| REQUIRED ACTIONS |
1. Reproduce the TriMet verdict article word for word between "Friday, December 5, 2014" and "Clackamas County jury.", inclusive.
2. Pick up the TriMet verdict article after its final sentence and continue writing it.

Friday, December 5, 2014

Jury finds TriMet negligent in knife attack on 2 passengers, awards$306,000 to victims

Two men stabbed during a bloody melee aboard a TriMet bus were awarded more than $300,000 Friday by a Clackamas County jury.
Richard Dickson Jr. and Jeremy Thompson sued the transit agency claiming TriMet was negligent and failed to properly train the driver, Leonard James. They said James' failure to follow regulations resulted in their injuries.

The jury deliberated for a day before concluding TriMet was 100 percent responsible for Thompson's injuries and 80 percent responsible for Dickson's injuries.
Thompson was awarded $170,000 and Dickson was awarded $136,000.
Dickson and Thompson were regular riders on James' route and the three had a friendly relationship.
The attack occurred on Oct. 2, 2012, as the Line 33 bus was nearing the end of its route in Oregon City.
As a drunken passenger, Austin William Vanhagen, exited the bus, he slapped a passenger on the head and used a racial slur as he passed the driver, Leonard James, who is African American.
James got off the bus and exchanged words with Vanhagen, then got back on the bus. Then Dickson and Thompson got off the bus. Dickson was outside the bus when Vanhagen stabbed him. Vanhagen's blood alcohol level was .20.
Vanhagen stepped on and off the bus four times, once forcing the doors open, during the altercation. The last time Vanhagen got on board, he stabbed James and Thompson before Thompson and another passenger subdued him.
Oregon City police arrived about five minutes after the attack began and immobilized Vanhagen with a Taser. He was sentenced to 15 years in prison for the assault.
Plaintiffs' attorneys Andrew Teitelman and Wendy Leik argued that James, a TriMet driver for 17 years, failed to follow TriMet protocols for handling dangerous passengers.
TriMet emergency procedures for dealing with an armed or threatening person call for a driver to first press an alarm that alerts TriMet dispatch that police are needed.
James did push the alarm button, but then got off the bus rather than telling a dispatcher the bus location.
"Pushing a button and running away doesn't cut it," Teitelman said.
Drivers are also told to be "firm, assertive and respectful," to not react to "bad words or bluster" and to not touch an aggressor or try "to confiscate their property," according to agency regulations
Teitelman said James was responsible for everything that happened after Vanhagen got off the bus the first time.
"(James) had a duty to protect his passengers against unreasonable harm," Teitelman said.
"Once Vanhagen got off the bus, (James') job was done. Shut the doors and drive away," Teitelman said.
TriMet attorney Kimberly Sewell told jurors to take a broad look at what happened.

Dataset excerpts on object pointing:
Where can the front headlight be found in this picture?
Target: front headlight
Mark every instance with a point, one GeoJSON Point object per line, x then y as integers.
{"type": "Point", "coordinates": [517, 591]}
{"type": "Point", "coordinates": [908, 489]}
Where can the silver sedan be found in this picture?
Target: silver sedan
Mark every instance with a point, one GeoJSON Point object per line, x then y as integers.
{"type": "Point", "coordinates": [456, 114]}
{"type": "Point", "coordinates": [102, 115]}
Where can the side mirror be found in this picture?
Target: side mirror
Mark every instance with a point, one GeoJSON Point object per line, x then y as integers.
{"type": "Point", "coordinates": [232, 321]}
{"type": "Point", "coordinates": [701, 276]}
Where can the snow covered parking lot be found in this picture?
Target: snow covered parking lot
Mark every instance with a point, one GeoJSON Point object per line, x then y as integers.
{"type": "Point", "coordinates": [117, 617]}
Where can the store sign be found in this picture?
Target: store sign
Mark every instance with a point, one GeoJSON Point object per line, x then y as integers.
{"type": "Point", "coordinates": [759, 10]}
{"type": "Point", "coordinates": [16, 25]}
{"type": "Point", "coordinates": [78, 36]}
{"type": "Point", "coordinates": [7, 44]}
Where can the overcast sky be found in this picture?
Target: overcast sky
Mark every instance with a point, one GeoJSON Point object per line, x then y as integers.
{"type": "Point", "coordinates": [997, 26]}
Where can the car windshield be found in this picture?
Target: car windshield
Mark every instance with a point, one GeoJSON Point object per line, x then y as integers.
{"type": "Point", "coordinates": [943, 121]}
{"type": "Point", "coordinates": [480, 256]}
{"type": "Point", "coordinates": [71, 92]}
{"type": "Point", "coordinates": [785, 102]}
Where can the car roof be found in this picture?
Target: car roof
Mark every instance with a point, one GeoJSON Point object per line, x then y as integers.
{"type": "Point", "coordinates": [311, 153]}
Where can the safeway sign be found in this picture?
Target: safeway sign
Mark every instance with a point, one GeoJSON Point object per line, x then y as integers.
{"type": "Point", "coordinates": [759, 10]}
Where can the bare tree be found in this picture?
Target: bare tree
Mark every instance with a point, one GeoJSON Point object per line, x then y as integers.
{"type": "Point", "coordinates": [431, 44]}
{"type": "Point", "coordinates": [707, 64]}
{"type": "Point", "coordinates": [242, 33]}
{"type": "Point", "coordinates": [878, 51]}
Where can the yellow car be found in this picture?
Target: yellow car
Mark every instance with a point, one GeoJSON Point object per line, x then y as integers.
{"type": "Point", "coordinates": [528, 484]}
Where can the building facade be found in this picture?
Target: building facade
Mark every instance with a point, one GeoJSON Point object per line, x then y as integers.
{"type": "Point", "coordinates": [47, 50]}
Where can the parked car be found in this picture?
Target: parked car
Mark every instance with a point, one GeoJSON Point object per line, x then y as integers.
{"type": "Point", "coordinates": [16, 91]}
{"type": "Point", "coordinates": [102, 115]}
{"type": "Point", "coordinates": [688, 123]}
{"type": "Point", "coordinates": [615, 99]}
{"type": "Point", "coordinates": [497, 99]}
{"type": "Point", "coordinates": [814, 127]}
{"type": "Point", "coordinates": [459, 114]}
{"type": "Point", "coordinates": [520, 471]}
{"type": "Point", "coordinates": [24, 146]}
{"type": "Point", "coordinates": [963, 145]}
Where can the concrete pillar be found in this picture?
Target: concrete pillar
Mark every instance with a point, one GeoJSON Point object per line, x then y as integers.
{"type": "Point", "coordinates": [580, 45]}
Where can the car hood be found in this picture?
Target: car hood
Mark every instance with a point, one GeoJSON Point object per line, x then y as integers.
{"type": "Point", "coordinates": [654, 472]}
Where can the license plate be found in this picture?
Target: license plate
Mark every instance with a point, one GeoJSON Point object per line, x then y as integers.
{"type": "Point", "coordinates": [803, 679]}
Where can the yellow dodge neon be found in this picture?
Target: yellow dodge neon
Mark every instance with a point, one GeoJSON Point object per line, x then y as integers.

| REPLIES |
1.
Friday, December 5, 2014

Jury finds TriMet negligent in knife attack on 2 passengers, awards$306,000 to victims

Two men stabbed during a bloody melee aboard a TriMet bus were awarded more than $300,000 Friday by a Clackamas County jury.

2.
Sewell said James did everything that was expected of him in a hectic and fluid situation.
James didn't have to make the perfect decision, Sewell said.
"He did not have to have superpowers," Sewell said. James only had to respond reasonably dealing with a passenger who hadn't been a problem, but then has "kinda gone nuts," Sewell said.
James immediately reported an emergency and acted to protect passengers trying to keep Vanhagen off the bus, Sewell said.
To find TriMet liable, you have to conclude that the stabbings resulted from James' conduct, Sewell told jurors.
"It's only fair to look at everybody's conduct," Sewell said.
Dickson got off the bus and confronted Vanhagen. "Dickson acted in anger," Sewell said.
Dickson had Vanhagen pinned down, Sewell said. "That's when the knife came out."
At some point, Thompson had gotten back on the bus. He joined the fray when Vanhagen climbed back aboard, knowing that Vanhagen was armed with a knife, Sewell said.
Sewell declined comment after the verdict, as did Dickson and Thompson.
"We are very pleased," said Teitelman after shaking hands with his clients.
-- Steve Mayes
Jury finds TriMet negligent in knife attack on 2 passengers, awards $306,000 to victims |


Jason McHuff said...

Dickson got off the bus and confronted Vanhagen. "Dickson acted in anger," Sewell said.
Dickson had Vanhagen pinned down, Sewell said. "That's when the knife came out."

It does seem like the other passengers put themselves in harms way, though they may have been trying to protect Leonard.

Al M said...

When the assailant got off the bus the first time Leonard should have drove off not got off the bus to confront the guy

Jason McHuff said...

I don't disagree. But it seems the question should be whether that directly caused the other riders to get injured. It sounds like they could have stayed on the bus (or run off) but instead joined the fight.

Maybe they should receive compensation for trying to protect Leonard, but it just seems that they played active roles in the incident and that their injuries may have been a result of that.

Lastly, is it really an employer's "failure to properly train" if an employee working on his own "fails to follow regulations"?

Al M said...

The jury found Trimet 100% liable.
That counts for nothing? I'll take the word of a 'jury of my peers'
The fault lies with Trimet. The guy pulled the knife after Leonard got off the bus and confronted him. Those are the facts apparently

Jason McHuff said...

The article says that the knife came out when the other rider had him pinned down. That the other riders weren't just innocently sitting on the bus or staying away.

And that's my issue: Doesn't a person have a responsibility to try to stay out of a fight and not get injured?

As for the jury, it's possible they were focused on the riders' injuries, and not what caused them to happen.

Al M said...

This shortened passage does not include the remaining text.